--- START ---

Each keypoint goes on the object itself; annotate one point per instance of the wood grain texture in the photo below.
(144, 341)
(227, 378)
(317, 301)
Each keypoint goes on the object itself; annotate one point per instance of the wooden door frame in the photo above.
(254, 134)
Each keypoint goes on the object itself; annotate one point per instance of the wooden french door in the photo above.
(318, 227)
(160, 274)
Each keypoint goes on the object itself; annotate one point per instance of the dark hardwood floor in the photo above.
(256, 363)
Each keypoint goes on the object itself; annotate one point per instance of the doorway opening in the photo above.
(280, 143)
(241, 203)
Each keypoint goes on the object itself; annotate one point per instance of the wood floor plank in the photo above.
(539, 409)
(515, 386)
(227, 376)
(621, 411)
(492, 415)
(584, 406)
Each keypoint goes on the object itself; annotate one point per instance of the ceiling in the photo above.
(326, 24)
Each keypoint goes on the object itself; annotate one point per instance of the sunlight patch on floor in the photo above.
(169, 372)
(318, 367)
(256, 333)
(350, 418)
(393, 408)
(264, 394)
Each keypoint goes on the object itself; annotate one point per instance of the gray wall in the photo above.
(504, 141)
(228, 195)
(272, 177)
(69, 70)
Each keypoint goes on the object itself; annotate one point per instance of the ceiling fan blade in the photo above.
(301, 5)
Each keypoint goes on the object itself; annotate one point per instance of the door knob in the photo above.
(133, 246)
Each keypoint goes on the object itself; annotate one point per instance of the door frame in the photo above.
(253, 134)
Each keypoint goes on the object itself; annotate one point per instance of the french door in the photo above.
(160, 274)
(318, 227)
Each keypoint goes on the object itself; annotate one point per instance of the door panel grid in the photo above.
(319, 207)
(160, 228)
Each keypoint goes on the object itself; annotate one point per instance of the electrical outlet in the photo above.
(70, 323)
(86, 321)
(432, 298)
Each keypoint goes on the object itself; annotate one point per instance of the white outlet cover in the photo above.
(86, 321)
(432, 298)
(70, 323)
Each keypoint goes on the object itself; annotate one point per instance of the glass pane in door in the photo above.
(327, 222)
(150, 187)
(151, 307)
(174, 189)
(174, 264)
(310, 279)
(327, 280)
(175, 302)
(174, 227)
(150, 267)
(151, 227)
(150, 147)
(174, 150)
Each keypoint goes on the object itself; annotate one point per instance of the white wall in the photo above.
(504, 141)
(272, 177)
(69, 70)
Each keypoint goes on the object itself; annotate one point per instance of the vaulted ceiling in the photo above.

--- END ---

GIVEN REQUEST -
Shift the answer coordinates by adding 76 to each of their numbers. Write out again every line from the one containing "the door frame in the photo above." through the end of the material, inclusive, requests included.

ANSWER TO THIS PROBLEM -
Each keypoint goes on the object itself; annotate one point per instance of the door frame in the photo above.
(329, 210)
Each keypoint goes on the object itself; annotate one point per instance of the french door in the photo above.
(236, 350)
(394, 303)
Each keypoint goes on the object itself; annotate one point per instance of the door panel grid in the photo above.
(395, 283)
(236, 304)
Each keypoint goes on the object itself; annotate one point per instance of the electrical outlet in the photo above.
(146, 399)
(162, 397)
(508, 374)
Each keypoint goes on the object itself; annotate one point per instance of the white outlet cover in the photo above.
(162, 397)
(508, 374)
(146, 399)
Each keypoint goes on the object itself; annotate one point per instance of the glass pane in door in the photo above.
(403, 298)
(226, 263)
(227, 383)
(250, 265)
(250, 340)
(386, 355)
(403, 356)
(251, 378)
(250, 303)
(226, 343)
(227, 303)
(226, 223)
(250, 226)
Each keypoint goes on the object itself; annotate one point per instance of the white wall in the photo above.
(580, 217)
(348, 253)
(145, 146)
Each keypoint goes on the object itself; annotate one point per instance of the vaulted ceiling in the photo above.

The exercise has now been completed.